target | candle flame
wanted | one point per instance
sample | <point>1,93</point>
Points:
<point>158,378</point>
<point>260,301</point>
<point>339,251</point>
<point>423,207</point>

### Problem description
Rewrite the records above as a numbered list with one line per item, leaving out any blank lines.

### Written response
1. target | candle flame
2. wanted | one point per instance
3. sample | <point>1,93</point>
4. Points:
5. <point>158,378</point>
6. <point>260,301</point>
7. <point>339,251</point>
8. <point>423,207</point>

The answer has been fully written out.